Work request A:
Answer these questions from the passage on sampling and recruitment, marking each answer like its question:
(i) How many case study hospitals were selected?
(ii) Whom did the researchers contact first at each site?
(iii) What study identified the sites?
Work request B:
Rewrite the passage on sampling and recruitment, starting with "Sampling and recruitment" and going on through "with differing architectures.", with "ePrescribing" changed to "electronic prescribing".

Sampling and recruitment
For the purpose of the larger ePrescribing research programme, purposeful sampling38 ,39 was used to select six English case study hospitals that were either planning to implement or had recently implemented an ePrescribing system. We used criterion sampling40 to ensure that we covered systems developed in different countries (England and abroad). We selected sites that had implemented/were implementing a range of standalone applications (discrete systems that must be interfaced to connect to other HIT) and hospital-wide (integrated) packages. These were identified through a scoping study of the English ePrescribing market.41 This selection, which was undertaken for the purposes of the overall study, also helped us to investigate different dimensions causing unintended safety risks in systems with differing architectures.
Then, in each site, we conducted purposive and snowball sampling of individual participants,39 by contacting the director of pharmacy or chief pharmacist for HIT as the initial point of contact, to recruit a diverse range of stakeholders, including providers (eg, doctors, pharmacists and nurses) and implementation team members for interviews and observations. In this process, we recruited a maximum variation sample42 including a wide range of respondents encompassing varying levels of seniority, different professions and different viewpoints. This included clinical users (consultants, junior doctors, nurses, pharmacists and other health professionals), decision makers and managers (implementation teams, information technology specialists), technical support staff and system suppliers.

Extracted records:
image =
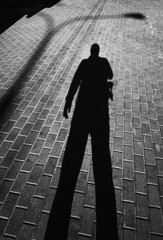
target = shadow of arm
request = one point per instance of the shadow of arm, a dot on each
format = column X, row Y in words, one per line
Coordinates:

Solution A:
(i) Six English case study hospitals.
(ii) The director of pharmacy or chief pharmacist for HIT.
(iii) A scoping study of the English ePrescribing market.

Solution B:
Sampling and recruitment
For the purpose of the larger electronic prescribing research programme, purposeful sampling38 ,39 was used to select six English case study hospitals that were either planning to implement or had recently implemented an electronic prescribing system. We used criterion sampling40 to ensure that we covered systems developed in different countries (England and abroad). We selected sites that had implemented/were implementing a range of standalone applications (discrete systems that must be interfaced to connect to other HIT) and hospital-wide (integrated) packages. These were identified through a scoping study of the English electronic prescribing market.41 This selection, which was undertaken for the purposes of the overall study, also helped us to investigate different dimensions causing unintended safety risks in systems with differing architectures.